### [TESTO DA LEGGERE]
════════════════
Pubblicato il 07/06/2024

N. 11595/2024 REG.PROV.COLL.

N. 02754/2019 REG.RIC.

REPUBBLICA ITALIANA

IN NOME DEL POPOLO ITALIANO

Il Tribunale Amministrativo Regionale per il Lazio

(Sezione Quinta Stralcio)

ha pronunciato la presente

SENTENZA

sul ricorso numero di registro generale 2754 del 2019, proposto da -OMISSIS-, rappresentato e difeso dall'avvocato E P V, con domicilio digitale come da PEC da Registri di Giustizia e domicilio eletto presso il suo studio in Roma, via Lorenzo il Magnifico, n. 42;

contro

Ministero dell'Interno, in persona del legale rappresentante pro tempore , rappresentato e difeso dall'Avvocatura Generale dello Stato, presso cui domicilia ex lege in Roma, via dei Portoghesi, n. 12;

per l'annullamento

del provvedimento del Ministero dell'Interno K-OMISSIS- di respingimento dell'istanza di cittadinanza italiana, presentata dal sig. -OMISSIS-, in data 28/01/2014, ai sensi dell'art. 9, co. 1, lett. f), della legge 91/1992.


Visti il ricorso e i relativi allegati;

Visto l'atto di costituzione in giudizio del Ministero dell'Interno;

Visti tutti gli atti della causa;

Visto l'art. 87, comma 4-bis, cod.proc.amm.;

Relatore all'udienza straordinaria di smaltimento dell'arretrato del giorno 31 maggio 2024 la dott.ssa S S e uditi per le parti i difensori come specificato nel verbale;

Ritenuto e considerato in fatto e diritto quanto segue.
════════════════
### [DATI FORNITI]
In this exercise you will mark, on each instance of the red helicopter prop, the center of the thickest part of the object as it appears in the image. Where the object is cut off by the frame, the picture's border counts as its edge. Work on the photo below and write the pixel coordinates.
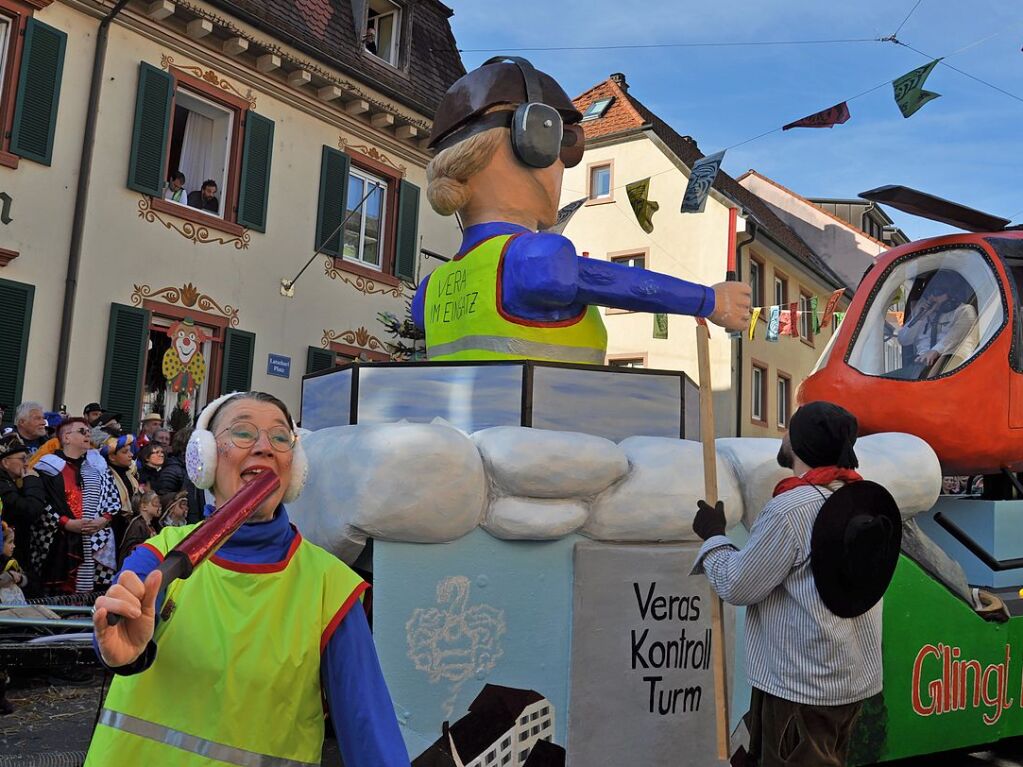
(932, 344)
════════════════
### [ESERCIZIO PROPOSTO 1]
Rispondi a queste domande sulla sentenza.
(a) Da chi è rappresentato e difeso il Ministero dell'Interno?
(b) In quale data è stata presentata l'istanza di cittadinanza italiana?
(c) Quale sezione del Tribunale Amministrativo Regionale per il Lazio ha pronunciato la sentenza?
### [ESERCIZIO PROPOSTO 2]
Trascrivi fedelmente il brano della sentenza che inizia con le parole "Visto l'atto di" e termina dopo le parole "diritto quanto segue.".
I dati non hanno alcun legame con il testo.

### [RISULTATO 1]
(a) Il Ministero dell'Interno è rappresentato e difeso dall'Avvocatura Generale dello Stato.
(b) L'istanza è stata presentata il 28/01/2014.
(c) La sentenza è stata pronunciata dalla Sezione Quinta Stralcio.

### [RISULTATO 2]
Visto l'atto di costituzione in giudizio del Ministero dell'Interno;

Visti tutti gli atti della causa;

Visto l'art. 87, comma 4-bis, cod.proc.amm.;

Relatore all'udienza straordinaria di smaltimento dell'arretrato del giorno 31 maggio 2024 la dott.ssa S S e uditi per le parti i difensori come specificato nel verbale;

Ritenuto e considerato in fatto e diritto quanto segue.